2. The lock assembly of claim 1, wherein the first control is a
thumb slide.
3. The lock assembly of claim 2, wherein the thumb slide is coupled
to the slide arm so as to vertically shift the slide arm, and the
slide arm is coupled to the first drive disk such that vertical
shifting of the slide arm rotates the first drive disk.
4. The lock assembly of claim 1, wherein the second control is a
key cylinder.
5. The lock assembly of claim 4, wherein the key cylinder is
operably coupled to the second drive disk.
6. The lock assembly of claim 1, wherein the at least one lock
element is a hook.
7. A sliding door assembly, comprising; a door panel slidably
mounted in a frame, the frame including a jamb; and a lock assembly
in the door panel, the lock assembly comprising: an interior lock
actuator assembly, including: an interior escutcheon presenting a
substantially planar outer surface and including a first handle
portion recessed relative to the outer surface, and a first
control, an outer surface of the interior escutcheon being
substantially flush with an inwardly facing surface of the door
panel; a first rotatable drive disk; a second rotatable drive disk;
and a slide arm operably coupled with the first drive disk, the
second drive disk, the first control; an exterior lock actuator
assembly comprising an exterior escutcheon presenting a
substantially planar outer surface and including a second handle
portion recessed relative to the outer surface and a second
control, an outer surface of the exterior escutcheon being
substantially flush with an outwardly facing surface of the door
panel, the second control operably coupled with the second drive
disk; and a lock mechanism comprising a housing and at least one
lock element, the at least one lock element selectively shiftable
between an unlocked position in which the at least one lock element
is contained in the housing and a locked position in which the at
least one lock element extends from the housing to engage a keeper
in the jamb, wherein the first drive disk is operably connected
with the at least one lock element so as to drive shifting of the
at least one lock element between the unlocked position and the
locked position when the first drive disk is rotated, and wherein
the first control and the second control are selectively operable
to rotate the first drive disk.
8. The sliding, door assembly of claim 7, wherein the first control
is a thumb slide.
9. The sliding door assembly of claim 8, wherein the thumb slide is
coupled to the slide arm so as to vertically shift the slide arm,
and the slide arm is coupled to the first drive disk such that
vertical shifting of the slide arm rotates the first drive
disk.
10. The sliding door assembly of claim 7, wherein the second
control is a key cylinder.
11. The sliding door assembly of claim 10, wherein the key cylinder
is operably coupled to the second drive disk.
12. The sliding door assembly of claim 7, wherein the at least one
lock element is a hook.
13. A lock actuator assembly comprising: an interior lock actuator
assembly, including: an interior escutcheon presenting a
substantially planar outer surface and including a first handle
portion recessed relative to the outer surface and a control; at
least one rotatable drive disk; and a vertically slidable arm
operably couple with the at least one drive disk so as to rotate
the at least one drive disk when the arm is shifted vertically with
the control; an exterior lock actuator assembly comprising an
exterior escutcheon presenting a substantially planar outer surface
and including a second handle portion recessed relative to the
outer surface; and wherein the at least one rotatable drive disk is
adapted to couple with a lock assembly so as to shift the lock
assembly between a locked position and an unlocked position when
the at least one rotatable drive disk rotates, the lock actuator
assembly further comprising second rotatable drive disk operably
coupled to the arm such that rotation of the second drive disk
vertically shifts the arm.

* **Exercise directions**: Proceed with the lock assembly patent claims, starting after their final sentence.

* **Excerpted records**:
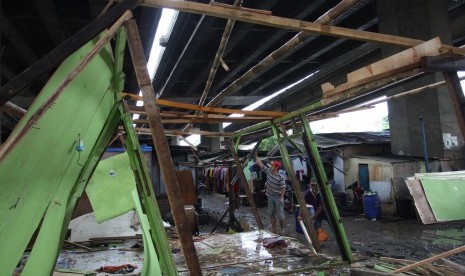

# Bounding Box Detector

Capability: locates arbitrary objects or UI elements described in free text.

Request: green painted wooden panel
[415,175,465,221]
[0,35,114,275]
[131,189,162,275]
[86,152,136,223]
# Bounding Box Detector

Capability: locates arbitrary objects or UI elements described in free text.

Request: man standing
[304,178,327,234]
[255,156,286,234]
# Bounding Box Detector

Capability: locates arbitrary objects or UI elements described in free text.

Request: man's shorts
[267,195,284,219]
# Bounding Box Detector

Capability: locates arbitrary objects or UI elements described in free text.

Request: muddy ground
[190,194,465,265]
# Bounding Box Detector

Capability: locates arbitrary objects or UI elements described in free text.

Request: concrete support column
[376,0,463,166]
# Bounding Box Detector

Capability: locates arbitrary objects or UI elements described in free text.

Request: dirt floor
[195,194,465,265]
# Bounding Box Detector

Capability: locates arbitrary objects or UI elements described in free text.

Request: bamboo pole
[125,20,202,275]
[392,245,465,273]
[207,0,366,106]
[228,139,263,230]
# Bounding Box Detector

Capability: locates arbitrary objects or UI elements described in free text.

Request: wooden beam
[125,20,202,276]
[34,0,66,45]
[342,37,442,85]
[0,102,27,119]
[130,127,232,137]
[123,93,286,118]
[420,56,465,72]
[133,114,272,124]
[321,64,422,106]
[207,0,366,106]
[0,0,142,106]
[142,0,465,55]
[0,11,132,160]
[129,109,274,123]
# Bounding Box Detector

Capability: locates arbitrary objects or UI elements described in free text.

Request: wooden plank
[320,64,422,106]
[210,2,271,15]
[127,128,232,137]
[0,11,132,159]
[347,37,442,82]
[123,93,287,118]
[125,20,202,275]
[393,245,465,273]
[405,178,437,224]
[176,170,197,205]
[0,0,141,106]
[133,116,271,124]
[142,0,465,55]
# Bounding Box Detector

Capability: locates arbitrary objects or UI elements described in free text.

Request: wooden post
[300,114,354,263]
[125,20,202,275]
[228,139,263,230]
[271,124,321,252]
[443,72,465,140]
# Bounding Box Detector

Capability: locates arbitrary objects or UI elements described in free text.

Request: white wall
[333,156,344,192]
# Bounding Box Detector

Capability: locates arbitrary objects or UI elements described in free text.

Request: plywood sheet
[0,35,114,275]
[405,178,437,224]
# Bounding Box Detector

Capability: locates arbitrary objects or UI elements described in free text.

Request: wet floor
[196,194,465,265]
[170,230,340,275]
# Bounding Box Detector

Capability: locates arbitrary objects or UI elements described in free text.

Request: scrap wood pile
[351,245,465,275]
[373,257,465,275]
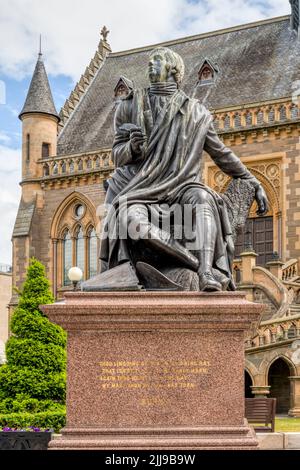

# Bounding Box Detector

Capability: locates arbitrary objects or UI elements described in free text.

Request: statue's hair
[150,47,184,87]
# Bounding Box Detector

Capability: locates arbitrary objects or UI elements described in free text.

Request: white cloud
[0,145,21,264]
[0,131,11,144]
[0,0,290,80]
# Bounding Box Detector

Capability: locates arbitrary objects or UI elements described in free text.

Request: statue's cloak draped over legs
[100,89,234,286]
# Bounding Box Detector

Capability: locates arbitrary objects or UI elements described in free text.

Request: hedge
[0,411,66,432]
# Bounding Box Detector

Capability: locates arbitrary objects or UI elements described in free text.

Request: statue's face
[148,52,171,83]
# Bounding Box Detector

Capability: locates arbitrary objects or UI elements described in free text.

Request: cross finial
[39,34,42,58]
[100,26,110,42]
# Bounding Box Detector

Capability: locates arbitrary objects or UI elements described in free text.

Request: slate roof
[12,200,35,237]
[58,16,300,155]
[19,54,59,119]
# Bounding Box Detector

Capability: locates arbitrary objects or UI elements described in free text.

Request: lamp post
[68,266,83,291]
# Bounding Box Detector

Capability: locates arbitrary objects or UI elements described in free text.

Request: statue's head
[149,47,184,87]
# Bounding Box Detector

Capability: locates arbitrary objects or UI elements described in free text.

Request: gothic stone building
[11,4,300,416]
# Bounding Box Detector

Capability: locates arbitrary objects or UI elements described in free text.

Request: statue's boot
[198,249,222,292]
[123,204,199,272]
[144,224,199,271]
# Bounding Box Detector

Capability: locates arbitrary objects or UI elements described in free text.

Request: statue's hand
[255,185,269,215]
[130,127,147,154]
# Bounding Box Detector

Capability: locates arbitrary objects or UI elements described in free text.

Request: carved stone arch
[245,359,258,384]
[50,191,96,239]
[114,75,134,98]
[71,222,84,238]
[259,351,297,383]
[198,58,219,84]
[84,223,96,237]
[56,224,71,240]
[250,168,281,217]
[50,191,97,295]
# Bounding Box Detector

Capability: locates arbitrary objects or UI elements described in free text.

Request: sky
[0,0,290,264]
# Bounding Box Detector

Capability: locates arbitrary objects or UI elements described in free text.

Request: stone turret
[290,0,300,35]
[19,53,60,182]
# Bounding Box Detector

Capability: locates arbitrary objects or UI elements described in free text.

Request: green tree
[0,258,66,429]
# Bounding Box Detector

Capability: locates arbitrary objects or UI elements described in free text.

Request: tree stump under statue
[42,291,264,450]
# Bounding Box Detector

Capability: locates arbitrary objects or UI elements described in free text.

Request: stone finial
[100,26,110,42]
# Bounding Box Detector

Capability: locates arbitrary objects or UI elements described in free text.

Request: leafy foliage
[0,259,66,430]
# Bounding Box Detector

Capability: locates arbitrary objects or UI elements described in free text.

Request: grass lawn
[250,416,300,432]
[275,417,300,432]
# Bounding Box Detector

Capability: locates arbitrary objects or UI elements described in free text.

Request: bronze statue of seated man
[86,47,268,291]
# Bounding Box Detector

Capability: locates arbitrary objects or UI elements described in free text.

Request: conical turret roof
[19,53,59,120]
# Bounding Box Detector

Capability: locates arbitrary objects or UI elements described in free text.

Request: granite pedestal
[42,292,264,450]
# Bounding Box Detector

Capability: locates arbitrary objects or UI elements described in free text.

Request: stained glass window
[88,228,98,278]
[63,230,72,286]
[75,227,84,273]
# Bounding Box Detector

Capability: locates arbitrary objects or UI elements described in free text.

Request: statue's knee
[123,204,149,240]
[185,188,213,206]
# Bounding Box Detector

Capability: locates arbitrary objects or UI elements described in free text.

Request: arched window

* **Response for this exercise**:
14. The lock actuator assembly of claim 13, wherein the control is
a thumb slide.
15. The lock actuator assembly of claim 13, wherein the exterior
lock actuator assembly comprises a second control rotatably coupled
to the second drive disk.
16. The lock actuator assembly of claim 15, wherein the second
control is a key cylinder.
Description
FIELD OF THE INVENTION
The present invention relates generally to door locks, and more
particularly relates to a low profile lock actuating device for use
with sliding doors.
BACKGROUND OF THE INVENTION
Sliding doors, such as patio doors, commonly utilize locking
devices on the door locking-side stile which engage into keepers
mounted on the side jamb frame to provide environmental control and
security and to prevent unintentional opening of the doors.
Projecting handles and interior thumb-turns and exterior key
cylinders are commonly used devices to actuate the locks to the
locked and unlocked condition and are also used as a hand-grip to
be able to slide the door open or closed. There is often a need for
sliding patio doors to have low or recessed profile lock actuators
and hand-grips whenever separate door panels need to slide freely
by other sliding or stationary panels, or into a wall side pocket,
to avoid hitting opposing door panels or wall openings with the
lock actuators and hand-grips to prevent prematurely stopping or
damage of both the hardware and door panels. Low profile lock
actuator and hand-grip devices are also desirable to prevent
catching on draperies or other door treatments when opened, while
also being aesthetically pleasing.
A number of flush mount lock actuation and hand-grip devices with
either low profile or recessed features are currently on the market
which address this need, but such products are limited to
interfacing with just a few mating lock styles, and/or are
difficult to assemble to the mating lock. What is needed is a low
profile lock actuator and hand-grip system that interfaces with a
wide variety of single point and multi-point locks in the industry
and which is also easy to assemble and operate.
SUMMARY OF THE INVENTION
In various embodiments, the present invention comprises a lock
actuating assembly which is easy to assemble and operate, and is
capable of interfacing with a wide variety of lock styles including
single point and multi-point locks.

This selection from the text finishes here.